» WHAT YOU WILL DO
All of the records below need to be returned exactly.

Natural language region descriptions:
*** Begin section ***
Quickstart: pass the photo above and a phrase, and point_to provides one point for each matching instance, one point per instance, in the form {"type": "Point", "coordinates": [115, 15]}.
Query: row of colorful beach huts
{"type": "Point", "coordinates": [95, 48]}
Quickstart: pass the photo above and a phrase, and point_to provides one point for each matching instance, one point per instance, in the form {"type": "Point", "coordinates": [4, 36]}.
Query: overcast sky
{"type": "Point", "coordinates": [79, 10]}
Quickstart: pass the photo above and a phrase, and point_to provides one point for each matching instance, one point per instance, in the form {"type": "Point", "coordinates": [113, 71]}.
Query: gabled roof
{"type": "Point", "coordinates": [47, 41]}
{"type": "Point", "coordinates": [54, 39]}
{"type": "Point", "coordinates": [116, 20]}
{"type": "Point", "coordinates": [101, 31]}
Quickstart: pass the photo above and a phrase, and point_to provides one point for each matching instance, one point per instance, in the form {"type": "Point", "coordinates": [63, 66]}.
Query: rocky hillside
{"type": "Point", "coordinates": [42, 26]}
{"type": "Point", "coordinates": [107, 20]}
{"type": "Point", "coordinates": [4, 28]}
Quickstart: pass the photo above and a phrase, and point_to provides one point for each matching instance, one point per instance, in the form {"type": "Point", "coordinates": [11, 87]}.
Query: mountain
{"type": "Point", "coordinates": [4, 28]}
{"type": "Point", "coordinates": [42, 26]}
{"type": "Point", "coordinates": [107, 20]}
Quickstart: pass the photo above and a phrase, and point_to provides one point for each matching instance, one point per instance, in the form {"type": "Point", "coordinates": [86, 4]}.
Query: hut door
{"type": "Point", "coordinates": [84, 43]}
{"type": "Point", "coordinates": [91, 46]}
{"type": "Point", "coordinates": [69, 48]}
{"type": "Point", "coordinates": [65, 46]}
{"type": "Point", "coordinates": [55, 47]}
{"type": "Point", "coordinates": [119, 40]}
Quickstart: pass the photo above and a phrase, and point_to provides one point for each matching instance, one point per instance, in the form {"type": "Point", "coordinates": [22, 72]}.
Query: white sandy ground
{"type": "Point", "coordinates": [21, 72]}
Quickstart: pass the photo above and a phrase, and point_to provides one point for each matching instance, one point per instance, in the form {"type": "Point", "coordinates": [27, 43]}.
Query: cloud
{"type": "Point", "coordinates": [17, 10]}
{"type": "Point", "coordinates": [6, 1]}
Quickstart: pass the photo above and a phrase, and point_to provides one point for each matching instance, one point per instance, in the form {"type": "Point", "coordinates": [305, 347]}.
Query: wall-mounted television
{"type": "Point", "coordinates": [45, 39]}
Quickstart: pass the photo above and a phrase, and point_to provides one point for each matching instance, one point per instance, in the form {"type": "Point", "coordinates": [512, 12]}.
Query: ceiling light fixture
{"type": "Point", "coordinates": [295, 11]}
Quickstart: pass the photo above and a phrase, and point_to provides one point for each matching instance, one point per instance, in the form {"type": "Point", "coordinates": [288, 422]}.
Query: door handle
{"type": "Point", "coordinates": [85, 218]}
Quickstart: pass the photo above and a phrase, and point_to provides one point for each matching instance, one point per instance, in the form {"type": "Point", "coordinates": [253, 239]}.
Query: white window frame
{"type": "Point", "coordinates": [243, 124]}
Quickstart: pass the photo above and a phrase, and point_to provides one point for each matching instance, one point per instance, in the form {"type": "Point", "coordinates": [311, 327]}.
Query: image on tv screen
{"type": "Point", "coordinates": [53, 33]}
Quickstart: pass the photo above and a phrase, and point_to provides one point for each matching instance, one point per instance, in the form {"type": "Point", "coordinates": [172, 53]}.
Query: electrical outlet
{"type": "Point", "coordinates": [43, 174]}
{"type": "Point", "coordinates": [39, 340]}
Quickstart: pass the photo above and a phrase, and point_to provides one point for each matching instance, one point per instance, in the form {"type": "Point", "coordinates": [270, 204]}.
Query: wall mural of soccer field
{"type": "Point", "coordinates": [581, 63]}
*** End section ***
» WRITTEN RESPONSE
Quickstart: pass the photo above and a phrase, and point_to provides one point for each matching instance, one point per instance, in the form {"type": "Point", "coordinates": [115, 15]}.
Query: row of colorful beach huts
{"type": "Point", "coordinates": [95, 48]}
Quickstart: pass the photo above and a phrase, and point_to provides one point for each matching instance, one point per instance, in the form {"type": "Point", "coordinates": [4, 36]}.
Query: overcast sky
{"type": "Point", "coordinates": [79, 10]}
Quickstart: pass the photo above and a phrase, and point_to provides one point for each matching instance, one point per instance, in the form {"type": "Point", "coordinates": [113, 71]}.
Query: gabled roof
{"type": "Point", "coordinates": [47, 41]}
{"type": "Point", "coordinates": [54, 39]}
{"type": "Point", "coordinates": [116, 20]}
{"type": "Point", "coordinates": [101, 31]}
Quickstart: pass the photo above and a phrase, and point_to provides one point for each matching instance, one point per instance, in the form {"type": "Point", "coordinates": [63, 66]}.
Query: rocky hillside
{"type": "Point", "coordinates": [42, 26]}
{"type": "Point", "coordinates": [107, 20]}
{"type": "Point", "coordinates": [4, 28]}
Quickstart: pass the photo above and a phrase, and point_to provides one point for each matching instance, one point per instance, in the form {"type": "Point", "coordinates": [11, 87]}.
Query: mountain
{"type": "Point", "coordinates": [4, 28]}
{"type": "Point", "coordinates": [42, 26]}
{"type": "Point", "coordinates": [107, 20]}
Quickstart: pass the photo above and a phrase, and point_to provides one point for each matching instance, one point per instance, in the form {"type": "Point", "coordinates": [86, 4]}.
Query: hut door
{"type": "Point", "coordinates": [84, 43]}
{"type": "Point", "coordinates": [91, 46]}
{"type": "Point", "coordinates": [69, 48]}
{"type": "Point", "coordinates": [65, 46]}
{"type": "Point", "coordinates": [55, 47]}
{"type": "Point", "coordinates": [119, 40]}
Quickstart: pass the photo above and a phrase, and point_to provides one point for each matching instance, one point per instance, in the form {"type": "Point", "coordinates": [22, 72]}.
Query: white sandy ground
{"type": "Point", "coordinates": [21, 72]}
Quickstart: pass the photo above and a phrase, and point_to provides one point for each matching instance, one point per instance, in the form {"type": "Point", "coordinates": [27, 43]}.
Query: cloud
{"type": "Point", "coordinates": [17, 10]}
{"type": "Point", "coordinates": [6, 1]}
Quickstart: pass the photo above and a phrase, and point_to provides one point for each matching instance, one point per instance, in the form {"type": "Point", "coordinates": [305, 347]}.
Query: wall-mounted television
{"type": "Point", "coordinates": [45, 39]}
Quickstart: pass the photo above and a phrase, and point_to provides one point for each matching instance, one point per instance, in the form {"type": "Point", "coordinates": [512, 12]}.
Query: ceiling light fixture
{"type": "Point", "coordinates": [295, 11]}
Quickstart: pass the photo above and a phrase, and point_to provides one point for each matching instance, one point per instance, in the form {"type": "Point", "coordinates": [288, 422]}.
Query: door handle
{"type": "Point", "coordinates": [85, 218]}
Quickstart: pass the photo above and a phrase, and point_to provides one point for each matching instance, one point per instance, in the form {"type": "Point", "coordinates": [253, 239]}.
Query: white window frame
{"type": "Point", "coordinates": [243, 124]}
Quickstart: pass the photo above and a phrase, and point_to provides one point for each matching instance, one point per instance, in the form {"type": "Point", "coordinates": [311, 327]}.
Query: image on tv screen
{"type": "Point", "coordinates": [53, 33]}
Quickstart: pass the photo above and a phrase, and point_to provides one point for each matching instance, one point per instance, in the form {"type": "Point", "coordinates": [172, 53]}.
Query: electrical outlet
{"type": "Point", "coordinates": [43, 174]}
{"type": "Point", "coordinates": [39, 340]}
Quickstart: pass the photo above and a phrase, and point_to provides one point for each matching instance, one point per instance, in the form {"type": "Point", "coordinates": [270, 204]}.
Query: wall mural of soccer field
{"type": "Point", "coordinates": [581, 63]}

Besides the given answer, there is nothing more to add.